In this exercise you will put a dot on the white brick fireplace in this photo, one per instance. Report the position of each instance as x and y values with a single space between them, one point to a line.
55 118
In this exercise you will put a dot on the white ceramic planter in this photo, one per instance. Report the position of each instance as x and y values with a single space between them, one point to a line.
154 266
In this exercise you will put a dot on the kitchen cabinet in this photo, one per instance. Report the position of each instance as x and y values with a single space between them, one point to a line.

_INSTRUCTIONS TO FOLLOW_:
Retype all of the data above line for line, keeping every word, number and punctuation mark unchanged.

_WRITTEN REPLY_:
In this exercise you will put a dot on the white brick fireplace in this photo, one per instance. Report the position of each instance as x and y values with a single space between them, one point to a line.
55 118
In this exercise you will put a dot on the white ceramic planter in this photo, one per instance. Report the position of each instance as x and y values with a single space between them, one point to a line.
154 266
In this exercise you will put a dot on the kitchen cabinet in this photo, one per instance. Report the position of each instance as x and y values with a single space between them, one point to a line.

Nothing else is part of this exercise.